Le lendemain, je l’ai emmené à Reims assister à une réunion des Etats Généraux des Migrations, parce que je voulais profiter du temps des trajets pour l’entendre parler de lui. Je travaillais à l’époque sur De Rêve et de papiers, le livre de Rozenn Le Berre pour ma classe de 3ème et préparais une rencontre pour elle avec des jeunes migrants. Je l’observais plongé dans sa lecture durant la réunion. Au retour, après un arrêt reconstituant au Burger King où, volubile, je lui ai infligé la bande-annonce de Passeurs, je lui ai laissé mon ordinateur portable à l’hôtel afin qu’il écrive son récit de vie. J’avais pu m’assurer qu’il n’avait aucunement besoin de moi pour le faire et le lendemain, je récupérais un texte cohérent et construit que nous avons déposé le jour-même au tribunal pour enfants.

→ Informations fournies:

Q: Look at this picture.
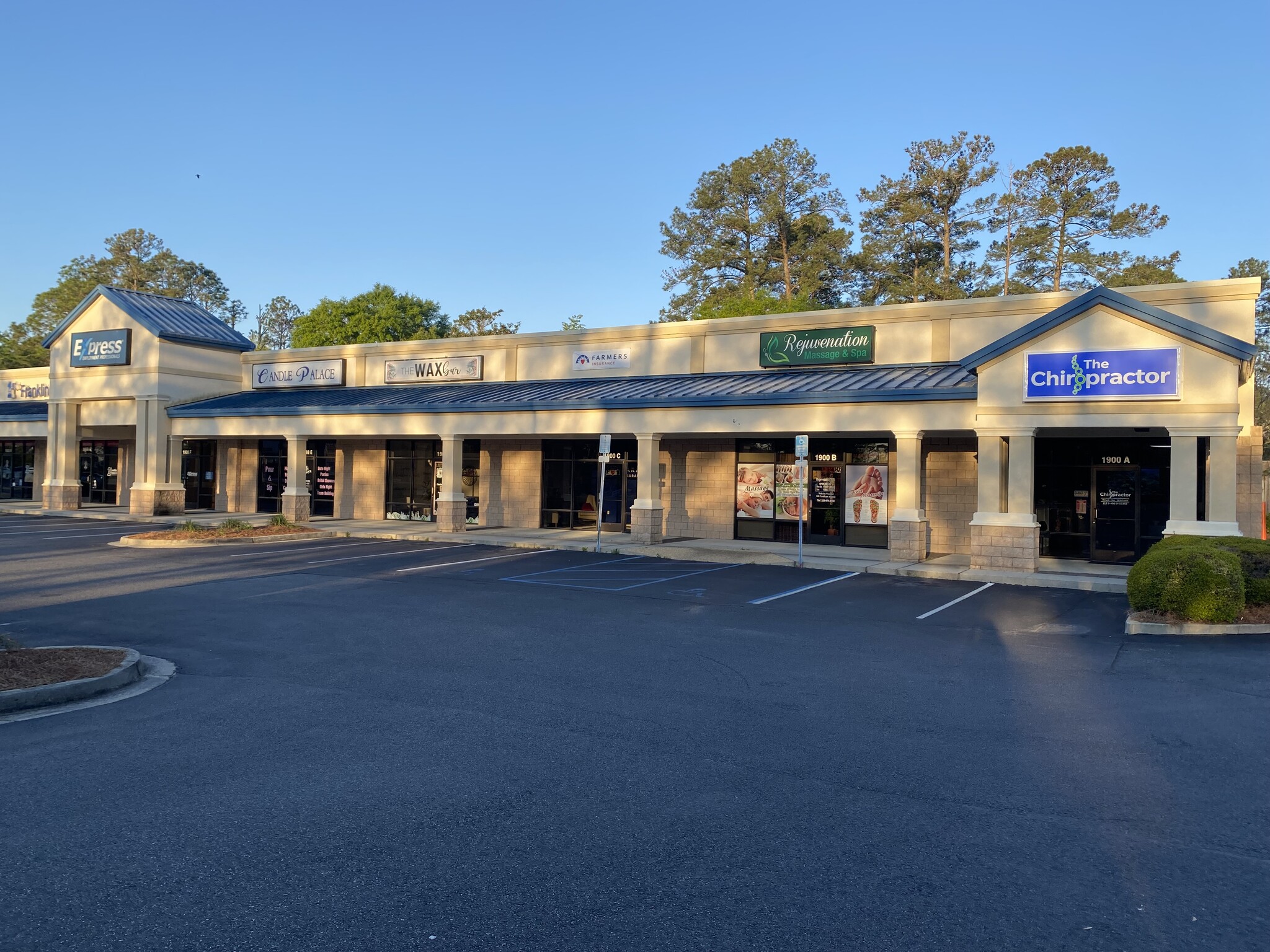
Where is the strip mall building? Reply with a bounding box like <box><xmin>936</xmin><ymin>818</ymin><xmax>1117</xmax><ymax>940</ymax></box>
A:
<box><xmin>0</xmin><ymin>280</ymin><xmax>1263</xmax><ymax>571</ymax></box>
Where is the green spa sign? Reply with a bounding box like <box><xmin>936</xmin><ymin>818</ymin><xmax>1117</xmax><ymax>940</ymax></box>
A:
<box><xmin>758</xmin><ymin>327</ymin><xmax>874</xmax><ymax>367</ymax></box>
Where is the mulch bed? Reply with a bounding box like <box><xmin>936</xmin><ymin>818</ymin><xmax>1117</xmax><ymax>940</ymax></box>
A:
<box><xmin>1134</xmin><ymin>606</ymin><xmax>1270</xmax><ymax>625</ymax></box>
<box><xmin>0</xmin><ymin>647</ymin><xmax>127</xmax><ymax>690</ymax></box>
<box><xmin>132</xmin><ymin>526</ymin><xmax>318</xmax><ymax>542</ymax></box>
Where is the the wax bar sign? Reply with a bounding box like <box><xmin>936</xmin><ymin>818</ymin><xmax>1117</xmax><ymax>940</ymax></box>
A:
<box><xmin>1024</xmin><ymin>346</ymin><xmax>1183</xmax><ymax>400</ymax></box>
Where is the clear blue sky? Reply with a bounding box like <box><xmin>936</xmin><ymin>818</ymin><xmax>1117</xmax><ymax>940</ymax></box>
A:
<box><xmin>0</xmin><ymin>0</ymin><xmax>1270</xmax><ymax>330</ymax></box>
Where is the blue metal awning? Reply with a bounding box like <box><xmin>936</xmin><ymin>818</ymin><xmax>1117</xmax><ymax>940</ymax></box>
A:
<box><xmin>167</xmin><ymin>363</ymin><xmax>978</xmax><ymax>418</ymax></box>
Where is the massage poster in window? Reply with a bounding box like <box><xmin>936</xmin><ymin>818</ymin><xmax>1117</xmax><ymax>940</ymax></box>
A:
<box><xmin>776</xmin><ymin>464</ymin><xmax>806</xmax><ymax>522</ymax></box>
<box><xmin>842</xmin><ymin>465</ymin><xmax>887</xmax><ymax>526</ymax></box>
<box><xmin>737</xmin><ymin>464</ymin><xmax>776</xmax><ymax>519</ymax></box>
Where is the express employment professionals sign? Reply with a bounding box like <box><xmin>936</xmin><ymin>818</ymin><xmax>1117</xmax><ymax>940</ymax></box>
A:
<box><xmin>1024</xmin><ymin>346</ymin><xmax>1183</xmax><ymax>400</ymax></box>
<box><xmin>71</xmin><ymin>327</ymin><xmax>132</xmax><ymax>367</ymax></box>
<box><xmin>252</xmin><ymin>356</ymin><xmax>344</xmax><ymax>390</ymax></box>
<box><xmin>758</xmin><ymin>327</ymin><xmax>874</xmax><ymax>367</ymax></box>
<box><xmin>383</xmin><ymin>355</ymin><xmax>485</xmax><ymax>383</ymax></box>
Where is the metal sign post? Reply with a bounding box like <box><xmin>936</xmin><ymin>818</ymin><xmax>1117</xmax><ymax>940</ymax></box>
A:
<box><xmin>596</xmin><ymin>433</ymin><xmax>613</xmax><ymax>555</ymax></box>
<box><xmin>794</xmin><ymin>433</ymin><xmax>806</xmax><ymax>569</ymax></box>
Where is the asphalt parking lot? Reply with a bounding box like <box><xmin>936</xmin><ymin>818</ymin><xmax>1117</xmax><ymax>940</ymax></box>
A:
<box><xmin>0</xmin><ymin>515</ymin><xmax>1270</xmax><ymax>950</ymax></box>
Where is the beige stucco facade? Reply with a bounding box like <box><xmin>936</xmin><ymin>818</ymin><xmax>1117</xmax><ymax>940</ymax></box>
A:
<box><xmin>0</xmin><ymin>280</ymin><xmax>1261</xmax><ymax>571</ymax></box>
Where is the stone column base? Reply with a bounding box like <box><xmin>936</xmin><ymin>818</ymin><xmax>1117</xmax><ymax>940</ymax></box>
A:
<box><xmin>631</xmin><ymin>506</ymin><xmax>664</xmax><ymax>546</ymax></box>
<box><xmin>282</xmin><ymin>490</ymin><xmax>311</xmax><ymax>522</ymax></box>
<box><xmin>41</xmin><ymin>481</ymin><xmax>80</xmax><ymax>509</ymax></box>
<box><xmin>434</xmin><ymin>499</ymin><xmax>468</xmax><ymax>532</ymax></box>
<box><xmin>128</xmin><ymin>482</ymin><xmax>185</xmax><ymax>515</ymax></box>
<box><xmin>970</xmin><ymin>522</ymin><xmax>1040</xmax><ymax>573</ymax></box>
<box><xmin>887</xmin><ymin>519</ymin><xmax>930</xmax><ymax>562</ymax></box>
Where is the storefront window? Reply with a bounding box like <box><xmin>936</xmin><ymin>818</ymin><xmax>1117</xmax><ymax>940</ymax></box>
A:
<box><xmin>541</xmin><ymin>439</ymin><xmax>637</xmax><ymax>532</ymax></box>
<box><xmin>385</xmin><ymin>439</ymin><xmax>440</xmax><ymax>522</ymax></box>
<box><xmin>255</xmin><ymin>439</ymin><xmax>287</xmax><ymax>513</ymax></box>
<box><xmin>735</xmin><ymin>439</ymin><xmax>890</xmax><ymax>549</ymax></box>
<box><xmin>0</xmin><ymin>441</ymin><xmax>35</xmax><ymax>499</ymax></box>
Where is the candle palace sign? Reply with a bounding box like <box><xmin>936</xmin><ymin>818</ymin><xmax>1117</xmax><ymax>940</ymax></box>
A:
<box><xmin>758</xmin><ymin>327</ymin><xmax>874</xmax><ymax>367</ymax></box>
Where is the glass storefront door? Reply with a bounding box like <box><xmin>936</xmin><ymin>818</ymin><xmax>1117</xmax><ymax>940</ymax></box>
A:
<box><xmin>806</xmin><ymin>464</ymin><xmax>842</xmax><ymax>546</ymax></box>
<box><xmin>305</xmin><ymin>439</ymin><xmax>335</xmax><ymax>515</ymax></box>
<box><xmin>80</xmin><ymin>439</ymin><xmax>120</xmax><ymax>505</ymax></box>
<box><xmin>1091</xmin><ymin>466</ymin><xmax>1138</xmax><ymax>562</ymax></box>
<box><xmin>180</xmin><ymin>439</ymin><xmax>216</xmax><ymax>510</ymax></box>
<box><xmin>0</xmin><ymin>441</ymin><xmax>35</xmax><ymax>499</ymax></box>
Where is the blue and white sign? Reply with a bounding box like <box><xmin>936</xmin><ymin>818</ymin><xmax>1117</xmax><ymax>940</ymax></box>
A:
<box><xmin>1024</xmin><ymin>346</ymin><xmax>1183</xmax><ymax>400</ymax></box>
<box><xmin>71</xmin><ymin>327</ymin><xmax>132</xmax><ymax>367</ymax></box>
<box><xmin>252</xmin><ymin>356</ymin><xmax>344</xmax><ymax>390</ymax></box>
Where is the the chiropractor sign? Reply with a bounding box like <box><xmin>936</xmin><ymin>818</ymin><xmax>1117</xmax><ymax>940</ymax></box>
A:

→ Travail à faire: Recopiez sans rien changer le passage de l'extrait sur le trajet à Reims qui s'ouvre sur les mots contenant « Le lendemain, je l’ai » et se termine par « tribunal pour enfants. ».

→ Réponse:
Le lendemain, je l’ai emmené à Reims assister à une réunion des Etats Généraux des Migrations, parce que je voulais profiter du temps des trajets pour l’entendre parler de lui. Je travaillais à l’époque sur De Rêve et de papiers, le livre de Rozenn Le Berre pour ma classe de 3ème et préparais une rencontre pour elle avec des jeunes migrants. Je l’observais plongé dans sa lecture durant la réunion. Au retour, après un arrêt reconstituant au Burger King où, volubile, je lui ai infligé la bande-annonce de Passeurs, je lui ai laissé mon ordinateur portable à l’hôtel afin qu’il écrive son récit de vie. J’avais pu m’assurer qu’il n’avait aucunement besoin de moi pour le faire et le lendemain, je récupérais un texte cohérent et construit que nous avons déposé le jour-même au tribunal pour enfants.